[Opening Material shown section]
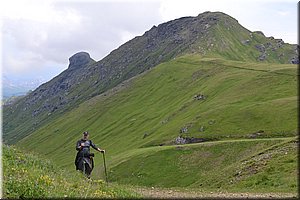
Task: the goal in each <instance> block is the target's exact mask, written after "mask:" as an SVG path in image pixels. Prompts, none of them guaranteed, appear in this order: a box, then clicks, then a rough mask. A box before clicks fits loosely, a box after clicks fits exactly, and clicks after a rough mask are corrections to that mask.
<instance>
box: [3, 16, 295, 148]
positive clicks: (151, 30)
mask: <svg viewBox="0 0 300 200" xmlns="http://www.w3.org/2000/svg"><path fill="white" fill-rule="evenodd" d="M187 53H188V54H198V55H201V56H204V57H216V58H223V59H229V60H236V61H251V62H262V63H298V62H299V60H298V56H297V54H298V50H297V46H296V45H290V44H286V43H284V42H283V41H282V40H280V39H274V38H273V37H265V36H264V35H263V33H261V32H251V31H249V30H247V29H245V28H244V27H242V26H241V25H240V24H239V23H238V21H237V20H235V19H234V18H232V17H230V16H228V15H226V14H223V13H219V12H213V13H211V12H205V13H202V14H200V15H198V16H197V17H183V18H179V19H176V20H172V21H169V22H166V23H163V24H160V25H158V26H153V27H152V28H151V29H150V30H149V31H146V32H145V34H143V35H142V36H138V37H136V38H134V39H132V40H130V41H128V42H127V43H125V44H124V45H122V46H120V47H119V48H118V49H116V50H114V51H112V52H111V53H110V54H109V55H108V56H107V57H105V58H104V59H102V60H100V61H98V62H96V61H94V60H93V59H92V58H90V56H89V55H88V53H85V52H80V53H77V54H75V55H74V56H72V57H71V58H70V59H69V60H70V65H69V67H68V69H67V70H65V71H64V72H62V73H61V74H60V75H58V76H57V77H55V78H54V79H52V80H51V81H49V82H48V83H45V84H43V85H41V86H40V87H39V88H37V89H36V90H35V91H33V92H31V93H30V94H29V95H27V96H26V97H25V98H22V99H20V100H19V101H18V102H16V103H14V105H8V106H4V108H3V116H4V118H3V138H4V142H5V143H7V144H14V143H16V142H17V141H19V140H21V139H22V138H24V137H26V136H27V135H30V134H31V132H32V131H34V130H37V129H38V128H40V127H42V126H43V125H46V124H49V123H52V120H54V119H55V118H57V117H59V116H61V115H63V114H64V113H66V112H68V111H70V110H72V109H73V108H75V107H76V106H78V105H79V104H80V103H82V102H84V101H86V100H88V99H90V98H92V97H94V96H97V95H99V94H103V93H104V92H105V91H107V90H108V89H111V88H113V87H115V86H117V85H118V84H120V83H122V82H123V81H124V80H127V79H129V78H131V77H134V76H136V75H138V74H140V73H142V72H144V71H146V70H149V69H151V68H152V67H155V66H157V65H158V64H160V63H163V62H167V61H169V60H171V59H173V58H175V57H178V56H182V55H185V54H187ZM28 116H30V117H28Z"/></svg>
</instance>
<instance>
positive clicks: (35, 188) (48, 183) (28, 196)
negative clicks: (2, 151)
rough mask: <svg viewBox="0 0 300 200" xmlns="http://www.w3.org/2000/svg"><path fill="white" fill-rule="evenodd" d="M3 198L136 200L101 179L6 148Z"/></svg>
mask: <svg viewBox="0 0 300 200" xmlns="http://www.w3.org/2000/svg"><path fill="white" fill-rule="evenodd" d="M2 161H3V169H4V171H3V174H4V177H3V178H4V179H3V196H2V197H3V198H32V197H34V198H61V197H64V198H74V197H76V198H136V197H138V195H137V194H134V193H132V192H129V191H126V190H124V189H122V188H121V187H115V186H109V187H108V186H106V184H105V182H104V181H102V180H87V179H86V178H85V177H84V176H83V175H82V174H80V173H79V172H70V171H68V170H64V169H62V168H59V167H58V166H56V165H55V164H54V163H52V162H51V161H49V160H46V159H44V158H41V157H39V156H37V155H34V154H30V153H24V152H22V151H20V150H19V149H17V148H16V147H12V146H3V157H2Z"/></svg>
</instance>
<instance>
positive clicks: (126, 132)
mask: <svg viewBox="0 0 300 200" xmlns="http://www.w3.org/2000/svg"><path fill="white" fill-rule="evenodd" d="M296 71H297V70H296V66H295V65H283V64H260V63H249V62H248V63H244V62H238V61H227V60H222V59H213V58H210V59H208V58H201V56H196V55H187V56H184V57H179V58H177V59H174V60H172V61H170V62H166V63H163V64H161V65H159V66H157V67H155V68H154V69H152V70H150V71H149V72H147V73H144V74H141V75H140V76H138V77H136V78H134V79H131V80H129V81H127V82H125V83H123V84H121V85H119V87H117V88H114V89H113V90H110V91H108V92H106V93H104V94H103V95H100V96H97V97H94V98H92V99H90V100H89V101H87V102H85V103H83V104H81V105H80V106H79V107H78V108H76V109H73V110H72V111H70V112H69V113H67V114H65V115H63V116H62V117H60V118H57V119H56V120H54V121H53V123H51V124H48V125H47V126H44V127H42V128H41V129H39V130H37V131H35V132H34V133H32V134H31V135H30V137H27V138H25V139H23V140H21V141H20V142H19V143H18V145H20V146H22V147H23V148H26V149H30V150H32V151H36V152H40V153H42V154H45V155H46V156H47V157H49V158H51V159H53V160H54V161H55V162H56V163H58V164H59V165H60V166H64V167H67V168H69V169H72V168H73V159H74V156H75V151H69V149H74V145H75V142H76V141H77V139H79V138H80V137H81V133H82V132H83V131H85V130H88V131H89V132H90V134H91V139H92V140H93V141H94V142H95V143H96V144H99V145H100V146H101V147H103V148H105V149H106V150H107V160H108V166H110V167H109V168H110V176H111V175H112V176H111V181H116V182H122V183H129V184H138V185H145V186H151V185H153V186H156V185H159V186H161V187H186V186H191V187H196V188H197V187H198V186H199V184H200V183H198V181H197V180H199V179H201V180H202V179H204V180H206V181H207V184H208V186H206V187H205V189H206V190H217V189H218V185H216V184H214V182H215V181H214V180H215V178H217V177H218V176H223V175H224V173H225V174H227V176H226V177H224V179H223V180H222V181H223V182H220V184H221V185H222V184H225V183H226V180H227V178H228V177H229V178H233V177H234V172H235V171H236V170H237V168H236V167H238V166H241V165H242V162H243V160H244V159H249V158H251V156H253V155H255V154H257V155H258V154H259V153H260V152H264V151H265V150H266V149H268V148H272V147H273V146H274V145H277V144H279V143H280V142H281V141H286V140H289V139H291V138H292V137H295V136H296V135H297V92H296V91H297V87H296V81H297V79H296ZM153 80H156V81H155V82H153ZM198 94H203V95H204V96H205V98H204V99H200V100H198V99H195V98H194V97H195V95H198ZM220 113H221V114H220ZM282 122H284V123H282ZM183 128H186V129H187V132H181V130H182V129H183ZM50 138H51V139H50ZM176 138H194V139H195V138H198V139H200V142H201V141H216V145H213V147H216V149H215V148H213V147H212V148H209V149H204V152H207V154H208V155H207V156H208V157H207V158H206V159H205V160H207V159H211V161H210V162H211V163H214V161H215V159H217V160H218V159H221V160H223V159H224V162H225V163H223V161H222V162H221V164H222V165H221V164H220V165H219V166H218V167H219V168H215V170H213V171H212V172H211V173H210V174H206V175H203V174H201V173H200V172H201V171H203V170H205V169H206V168H207V167H208V166H206V165H204V166H201V165H197V166H198V167H199V168H198V170H196V169H194V168H193V165H188V166H186V165H185V166H186V167H185V168H184V169H185V171H186V173H187V174H189V173H191V172H193V173H196V172H197V171H198V172H197V173H198V174H194V176H195V177H194V178H191V179H189V178H187V180H186V179H183V178H182V179H180V180H182V181H176V182H175V181H174V180H173V178H172V177H174V176H175V175H174V173H175V174H177V171H178V170H175V169H178V168H177V167H178V165H181V164H180V163H179V164H176V166H177V167H176V168H173V169H172V166H170V163H176V162H178V157H180V158H181V157H182V156H184V155H186V153H187V152H186V151H179V150H180V146H179V147H178V149H179V150H177V148H176V146H177V145H176ZM263 138H265V140H264V139H263ZM280 138H282V139H280ZM231 140H237V142H235V143H233V144H234V145H232V144H231V143H230V141H231ZM256 140H257V141H256ZM219 141H220V142H221V141H228V143H224V145H225V144H226V146H225V147H223V146H221V147H219V146H218V145H217V144H219V143H217V142H219ZM200 144H201V143H200ZM200 144H199V146H195V147H193V146H191V147H189V146H187V147H186V148H188V149H191V150H189V151H188V155H195V156H196V157H193V156H192V157H191V159H192V160H191V161H190V162H196V161H195V160H193V159H196V160H198V159H199V160H201V155H202V153H201V151H202V150H203V149H202V148H204V147H206V145H204V144H206V142H204V143H203V145H204V146H203V145H200ZM209 144H210V143H207V145H208V146H209ZM221 144H223V143H220V145H221ZM296 144H297V143H296ZM161 145H162V146H163V147H160V146H161ZM170 145H171V146H170ZM174 145H176V146H175V147H174ZM186 145H194V144H186ZM235 145H236V146H235ZM40 146H43V149H41V148H40ZM164 146H166V147H164ZM172 146H173V147H172ZM183 148H185V147H183ZM231 148H232V149H231ZM164 149H166V151H164ZM167 149H170V150H167ZM220 149H222V151H220ZM169 151H170V152H169ZM215 151H220V152H219V153H218V154H216V155H214V152H215ZM235 151H236V152H239V153H240V154H241V156H236V154H233V152H235ZM289 151H290V153H289V154H288V155H290V156H291V158H290V157H287V158H284V159H286V160H289V159H293V161H291V166H290V167H288V166H289V165H287V167H288V170H289V171H288V172H287V173H286V174H284V173H281V174H278V176H279V177H274V178H272V179H270V180H269V182H268V183H266V184H267V186H266V187H265V189H262V191H265V192H266V191H268V190H271V191H275V190H277V189H280V187H281V188H282V190H281V191H283V192H288V190H290V189H292V190H293V191H294V189H295V185H291V186H289V181H290V180H293V178H292V177H296V171H295V170H294V169H296V168H294V167H295V166H296V159H295V156H296V152H297V149H296V147H295V146H294V147H293V148H291V150H289ZM220 153H221V154H222V155H223V156H221V157H220V158H219V156H220ZM198 154H199V155H198ZM152 155H153V156H152ZM197 155H198V156H199V157H197ZM212 155H214V156H212ZM275 155H277V154H275ZM211 156H212V157H211ZM227 156H229V157H228V158H227ZM231 156H232V157H231ZM278 156H279V157H278V158H276V157H275V158H274V159H275V160H276V159H278V160H277V161H279V160H280V159H281V158H280V156H281V155H278ZM98 159H99V158H98ZM186 159H189V156H187V157H186ZM142 161H143V162H142ZM207 161H208V160H207ZM96 162H98V163H99V162H101V160H97V159H96ZM270 162H271V166H270V168H272V170H275V171H276V170H280V169H281V168H282V167H281V166H276V165H274V164H272V163H274V162H275V161H273V160H272V159H271V161H270ZM282 162H283V164H282V166H284V167H285V163H286V162H287V163H288V161H286V162H285V161H282ZM142 163H144V164H145V165H147V166H149V168H152V167H153V168H152V169H153V170H150V169H149V168H145V169H144V170H142V169H143V168H144V167H145V165H144V164H143V165H141V164H142ZM155 163H157V164H159V166H161V167H160V170H161V171H160V170H158V167H159V166H157V165H156V164H155ZM196 163H197V162H196ZM227 165H228V166H227ZM162 166H165V168H166V169H165V168H164V167H162ZM168 167H171V169H169V168H168ZM222 168H224V170H225V171H224V170H220V169H222ZM128 169H131V170H132V172H131V171H130V172H129V173H128ZM180 169H181V168H180ZM99 170H100V168H96V169H95V173H100V171H99ZM101 170H103V169H101ZM139 170H141V172H140V171H139ZM148 170H149V171H148ZM181 170H183V169H181ZM226 170H228V171H226ZM260 170H261V171H260V173H259V174H258V175H257V177H250V178H249V179H247V180H246V182H245V183H243V181H241V182H239V183H236V184H235V185H233V186H232V187H225V186H223V185H222V188H223V189H225V190H233V189H234V188H235V186H238V188H239V189H241V190H242V188H243V187H244V188H247V189H248V186H246V185H247V184H254V185H255V181H259V179H261V178H262V176H267V173H268V172H266V171H265V170H266V168H260ZM146 171H148V173H146ZM160 172H161V173H163V174H164V175H165V176H163V177H165V178H164V179H163V180H162V179H160V177H162V175H160ZM168 172H169V173H168ZM130 174H133V175H132V176H130ZM211 174H215V175H214V176H212V177H211V178H208V177H210V175H211ZM185 175H186V174H185V173H183V175H182V176H185ZM136 176H137V177H136ZM139 176H142V177H143V176H145V179H141V178H140V177H139ZM188 177H189V176H188ZM283 177H286V178H287V179H286V180H285V178H283ZM225 179H226V180H225ZM275 179H280V180H281V179H284V180H282V181H281V182H282V183H281V185H280V186H276V185H270V184H272V182H274V181H275ZM164 180H165V181H166V182H164ZM228 180H231V179H228ZM144 181H146V182H144ZM220 181H221V180H220ZM249 182H250V183H249ZM275 182H276V181H275ZM292 182H294V180H293V181H292ZM262 184H264V182H263V183H262ZM295 184H296V185H297V183H295ZM254 185H253V186H251V187H253V188H252V190H253V191H255V190H257V189H258V186H257V187H255V186H254ZM296 188H297V187H296ZM278 191H279V190H278Z"/></svg>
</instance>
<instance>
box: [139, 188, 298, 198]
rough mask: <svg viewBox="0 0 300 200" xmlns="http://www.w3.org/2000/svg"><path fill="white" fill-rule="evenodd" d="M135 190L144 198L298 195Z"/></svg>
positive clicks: (296, 197) (259, 196) (245, 196)
mask: <svg viewBox="0 0 300 200" xmlns="http://www.w3.org/2000/svg"><path fill="white" fill-rule="evenodd" d="M133 190H134V191H135V192H137V193H139V194H141V195H142V196H144V198H160V199H161V198H170V199H174V198H220V199H224V198H231V199H232V198H238V199H241V198H245V199H248V198H251V199H253V198H257V199H261V198H264V199H274V198H295V199H297V197H298V195H297V194H293V193H228V192H200V191H188V190H185V191H182V190H174V189H161V188H153V187H152V188H134V189H133Z"/></svg>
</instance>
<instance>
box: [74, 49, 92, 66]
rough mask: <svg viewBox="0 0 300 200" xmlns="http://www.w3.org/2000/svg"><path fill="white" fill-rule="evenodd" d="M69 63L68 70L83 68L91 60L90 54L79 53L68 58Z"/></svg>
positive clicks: (79, 52) (86, 53) (76, 53)
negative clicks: (69, 57)
mask: <svg viewBox="0 0 300 200" xmlns="http://www.w3.org/2000/svg"><path fill="white" fill-rule="evenodd" d="M69 61H70V64H69V68H70V69H73V68H78V67H84V66H86V65H87V64H89V63H90V62H91V61H93V60H92V59H91V57H90V54H88V53H86V52H79V53H76V54H74V55H73V56H72V57H70V58H69Z"/></svg>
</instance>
[Closing Material shown section]
* _What the task asks_
Rewrite everything from the start of the entries down through the line containing "positive clicks: (151, 30)", replacing "clicks" with "points" and keeping all else unchanged. Leave the pictures out of your answer.

* _Response below_
Task: the goal in each <instance> block is the target's exact mask, written after "mask:" as an SVG path in image pixels. Prompts, none of them guaranteed, appear in this order: a box, then points, then a rough mask. A box before points fits loosely, a box after points fits exactly, and points after a rough mask are corrections to that mask.
<instance>
box: [3, 16, 295, 148]
positive points: (151, 30)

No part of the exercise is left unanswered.